**DIRECTIONS**
Rewrite the records from the start through the line with "box: [86, 283, 178, 373]", inclusive, as a JSON list of strings with one string per line and no blank lines. Omit the pictures from your answer.

**TASK INPUTS**
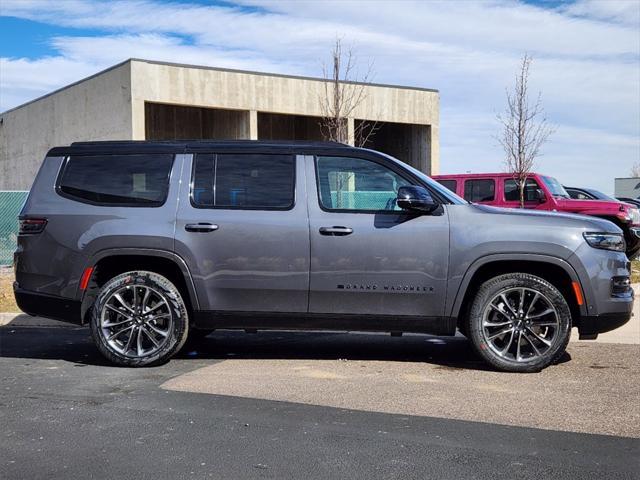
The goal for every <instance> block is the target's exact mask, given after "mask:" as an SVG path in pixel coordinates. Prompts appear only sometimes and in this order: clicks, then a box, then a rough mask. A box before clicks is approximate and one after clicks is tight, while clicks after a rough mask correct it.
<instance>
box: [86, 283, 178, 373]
mask: <svg viewBox="0 0 640 480" xmlns="http://www.w3.org/2000/svg"><path fill="white" fill-rule="evenodd" d="M188 329H189V319H188V316H187V309H186V306H185V304H184V301H183V299H182V295H181V294H180V291H179V290H178V289H177V288H176V286H175V285H173V283H171V282H170V281H169V280H167V279H166V278H165V277H163V276H162V275H158V274H157V273H154V272H146V271H132V272H127V273H123V274H121V275H118V276H117V277H114V278H112V279H111V280H109V281H108V282H107V283H106V284H105V285H104V286H103V287H102V288H101V289H100V291H99V292H98V296H97V297H96V301H95V304H94V308H93V313H92V316H91V335H92V337H93V340H94V342H95V344H96V346H97V347H98V350H99V351H100V353H101V354H102V355H104V356H105V357H106V358H107V359H108V360H109V361H111V362H113V363H115V364H117V365H121V366H126V367H145V366H153V365H158V364H161V363H164V362H166V361H168V360H169V359H170V358H171V357H172V356H173V355H174V354H175V353H176V352H177V351H178V350H179V349H180V348H181V347H182V345H183V344H184V342H185V341H186V339H187V334H188Z"/></svg>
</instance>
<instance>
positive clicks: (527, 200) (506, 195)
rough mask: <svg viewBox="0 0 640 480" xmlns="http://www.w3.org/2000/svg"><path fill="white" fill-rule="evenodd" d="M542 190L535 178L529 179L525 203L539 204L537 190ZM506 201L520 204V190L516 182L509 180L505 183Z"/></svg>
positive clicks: (525, 183)
mask: <svg viewBox="0 0 640 480" xmlns="http://www.w3.org/2000/svg"><path fill="white" fill-rule="evenodd" d="M538 188H540V186H539V185H538V182H536V181H535V180H534V179H533V178H528V179H527V182H526V183H525V185H524V201H525V202H537V201H538V200H537V197H536V190H537V189H538ZM504 199H505V200H506V201H507V202H519V201H520V190H519V189H518V184H517V183H516V181H515V180H513V179H509V180H505V181H504Z"/></svg>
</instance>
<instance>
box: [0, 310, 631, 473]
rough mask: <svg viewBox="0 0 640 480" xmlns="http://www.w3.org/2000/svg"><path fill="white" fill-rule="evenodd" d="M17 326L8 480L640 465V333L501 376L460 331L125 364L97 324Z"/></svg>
mask: <svg viewBox="0 0 640 480" xmlns="http://www.w3.org/2000/svg"><path fill="white" fill-rule="evenodd" d="M45 323H46V322H38V321H37V319H36V321H35V322H34V323H32V325H37V324H40V325H43V324H45ZM21 324H22V325H23V326H18V325H17V324H12V325H9V326H6V327H3V328H0V425H2V429H1V430H0V435H2V436H3V438H2V442H0V478H2V479H3V480H4V479H14V478H15V479H18V478H20V479H23V478H30V479H31V478H33V479H37V478H47V479H54V478H60V479H70V478H128V477H135V478H154V479H155V478H157V479H163V478H166V479H178V478H225V479H229V478H243V479H244V478H278V479H281V478H301V477H305V478H309V479H315V478H318V479H319V478H353V479H358V478H363V479H365V478H366V479H373V478H416V479H425V478H438V479H447V478H452V479H453V478H455V479H462V478H508V479H511V478H581V479H586V478H607V479H613V478H640V473H639V472H640V440H639V439H638V438H633V437H638V436H639V435H638V430H637V425H638V423H639V422H638V421H637V418H638V417H637V416H638V410H637V409H638V407H637V403H638V402H637V400H638V390H637V389H638V380H639V378H638V375H639V372H638V355H637V354H638V346H637V345H607V344H594V343H584V342H577V343H574V344H572V345H570V347H569V354H570V356H571V360H570V361H565V362H563V363H561V364H560V365H557V366H554V367H550V368H549V369H547V370H546V371H545V372H543V373H542V374H534V375H504V374H497V373H495V372H490V371H485V370H484V369H483V366H482V365H481V364H480V363H479V361H478V359H476V358H475V357H474V356H473V355H472V354H470V353H469V350H468V348H467V347H468V346H467V345H466V342H465V340H464V339H459V338H456V339H444V340H441V339H433V338H432V337H421V336H405V337H402V338H390V337H388V336H381V335H344V334H319V333H267V334H258V335H245V334H238V333H216V334H214V335H212V336H210V337H208V338H207V339H206V341H205V342H203V343H202V344H201V345H200V346H199V347H197V348H195V349H191V352H188V353H186V354H184V355H183V356H181V358H178V359H176V360H173V361H171V362H170V363H169V364H167V365H164V366H162V367H157V368H150V369H122V368H114V367H111V366H109V365H106V364H105V363H104V362H103V361H102V359H101V358H100V357H99V355H98V353H97V351H96V350H95V348H94V347H93V345H92V344H91V342H90V340H89V338H88V332H87V330H86V329H82V328H59V327H58V324H56V323H55V322H50V323H48V326H29V322H28V321H26V320H24V319H22V320H21ZM434 340H436V341H434ZM345 359H346V360H345ZM564 360H569V359H568V357H567V358H565V359H564ZM233 372H236V373H235V374H234V373H233ZM465 385H468V387H469V392H467V391H466V389H465V388H464V386H465ZM482 385H486V386H487V387H486V388H485V387H482ZM305 386H306V387H305ZM497 387H500V388H497ZM194 390H198V391H212V392H213V393H197V392H194ZM420 395H421V399H420V400H421V401H416V399H415V398H414V397H415V396H420ZM456 395H462V396H463V399H464V400H463V401H461V399H460V398H457V397H456ZM574 397H580V398H581V399H582V401H583V405H590V406H589V407H588V408H587V407H584V408H583V409H580V408H581V407H579V404H580V402H578V398H574ZM331 399H333V400H331ZM625 399H626V402H625ZM276 400H277V401H276ZM447 402H449V406H450V407H451V409H450V411H453V412H454V413H449V410H448V409H446V408H443V407H446V405H447ZM634 402H635V403H634ZM389 404H391V405H392V406H393V407H392V408H388V407H385V406H387V405H389ZM513 404H515V405H520V404H521V405H522V408H521V409H520V411H521V413H520V415H517V416H513V415H511V413H513V412H516V411H517V410H518V408H516V407H514V406H513ZM331 405H335V406H336V407H339V408H335V407H334V406H331ZM407 405H409V406H408V407H407ZM510 405H511V406H510ZM576 408H577V409H578V410H576ZM585 408H586V410H585ZM403 409H408V410H410V411H405V410H403ZM380 410H383V411H382V412H381V411H380ZM385 410H391V411H396V412H400V414H394V413H385ZM545 411H546V412H548V413H547V415H544V414H541V413H540V412H545ZM483 412H484V413H483ZM486 412H490V413H489V414H488V417H486V418H480V417H482V415H484V414H485V413H486ZM509 412H511V413H509ZM585 412H586V413H587V414H588V415H592V416H597V417H598V418H597V420H596V421H594V420H587V421H583V420H582V417H584V414H585ZM530 416H531V417H532V418H535V419H536V420H535V421H530V422H529V424H541V426H543V427H544V429H539V428H529V427H522V426H514V425H521V424H522V423H523V421H522V420H521V419H522V418H527V417H530ZM625 416H626V417H627V420H628V421H627V422H625V421H623V420H622V419H621V418H622V417H625ZM443 417H456V418H443ZM547 417H548V418H547ZM459 418H466V420H461V419H459ZM472 419H476V420H482V422H478V421H471V420H472ZM496 423H504V424H506V425H500V424H496ZM524 423H525V424H527V422H524ZM558 430H565V431H558ZM570 430H575V431H581V432H589V431H611V432H612V433H615V436H614V435H595V434H590V433H575V432H574V431H570Z"/></svg>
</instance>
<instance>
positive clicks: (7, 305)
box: [0, 268, 20, 312]
mask: <svg viewBox="0 0 640 480" xmlns="http://www.w3.org/2000/svg"><path fill="white" fill-rule="evenodd" d="M13 280H14V276H13V269H11V268H2V269H0V312H19V311H20V309H19V308H18V305H16V299H15V298H14V296H13Z"/></svg>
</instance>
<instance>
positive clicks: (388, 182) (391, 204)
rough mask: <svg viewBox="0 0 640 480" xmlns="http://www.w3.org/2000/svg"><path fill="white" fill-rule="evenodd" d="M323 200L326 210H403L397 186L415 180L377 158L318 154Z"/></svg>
mask: <svg viewBox="0 0 640 480" xmlns="http://www.w3.org/2000/svg"><path fill="white" fill-rule="evenodd" d="M316 168H317V176H318V188H319V196H320V204H321V206H322V207H323V208H325V209H327V210H337V211H359V212H363V211H364V212H378V211H384V210H390V211H393V210H401V209H400V208H399V207H398V206H397V205H396V198H397V195H398V188H400V187H402V186H406V185H411V184H412V183H411V182H409V181H407V180H406V179H404V178H403V177H401V176H400V175H398V174H397V173H395V172H394V171H393V170H390V169H388V168H387V167H384V166H382V165H380V164H378V163H376V162H372V161H370V160H364V159H362V158H352V157H318V159H317V162H316Z"/></svg>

**ANSWER SECTION**
[
  "The goal for every <instance> block is the target's exact mask, given after \"mask:\" as an SVG path in pixel coordinates. Prompts appear only sometimes and in this order: clicks, then a box, then a rough mask. A box before clicks is approximate and one after clicks is tight, while clicks after a rough mask correct it.",
  "<instance>",
  "box: [86, 283, 178, 373]"
]